--- BEGIN ---
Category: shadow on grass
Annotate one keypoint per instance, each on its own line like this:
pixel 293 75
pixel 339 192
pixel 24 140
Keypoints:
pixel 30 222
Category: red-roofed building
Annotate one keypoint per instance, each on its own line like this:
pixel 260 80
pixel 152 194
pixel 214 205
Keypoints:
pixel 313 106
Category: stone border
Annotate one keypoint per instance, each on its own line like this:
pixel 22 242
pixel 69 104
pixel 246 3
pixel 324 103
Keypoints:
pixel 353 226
--- END ---
Write out the lines from the beginning of the records through the line containing "pixel 30 222", both included, with nothing changed.

Result for this exercise
Category: shadow on grass
Annotate one keypoint per instance, each on its own line like this:
pixel 293 75
pixel 339 192
pixel 24 140
Keypoints:
pixel 30 222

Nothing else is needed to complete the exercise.